(Image-grounded pointing data)
┄┄┄┄┄┄

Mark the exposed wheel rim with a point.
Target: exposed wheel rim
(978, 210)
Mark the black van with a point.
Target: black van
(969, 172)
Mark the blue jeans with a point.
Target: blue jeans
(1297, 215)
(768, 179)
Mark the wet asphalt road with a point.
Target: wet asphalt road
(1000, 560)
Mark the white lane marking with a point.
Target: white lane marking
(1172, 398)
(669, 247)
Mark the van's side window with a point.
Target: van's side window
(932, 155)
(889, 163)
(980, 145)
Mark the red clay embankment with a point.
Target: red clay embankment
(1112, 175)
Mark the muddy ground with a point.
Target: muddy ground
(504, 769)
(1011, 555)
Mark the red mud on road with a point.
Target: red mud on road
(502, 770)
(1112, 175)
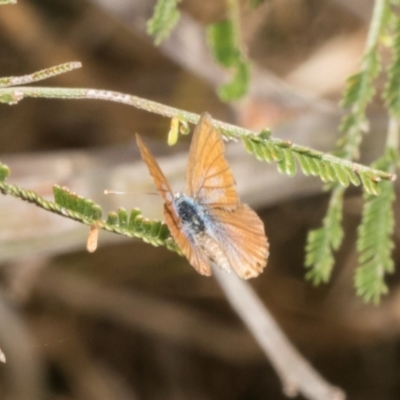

┄┄┄┄┄┄

Problem to solve ▸
Copy the final portion of the records: every line from the one containing "Target: blue jeans" through the last, word for word, without pictures.

Output for this task ▸
Target: blue jeans
(1297, 215)
(768, 179)
Mark the wet asphalt road with a point.
Target: wet asphalt road
(1000, 560)
Mark the white lane marking with a point.
Target: white lane marking
(1172, 398)
(669, 247)
Mark the van's side window with a point.
Target: van's side window
(932, 155)
(889, 163)
(980, 145)
Mark the red clay embankment with a point.
Target: red clay embankment
(1112, 175)
Mark the muddy ground with a point.
Target: muddy ground
(504, 769)
(1011, 555)
Mark the red mud on road with a point.
Target: red mud on road
(502, 770)
(1112, 175)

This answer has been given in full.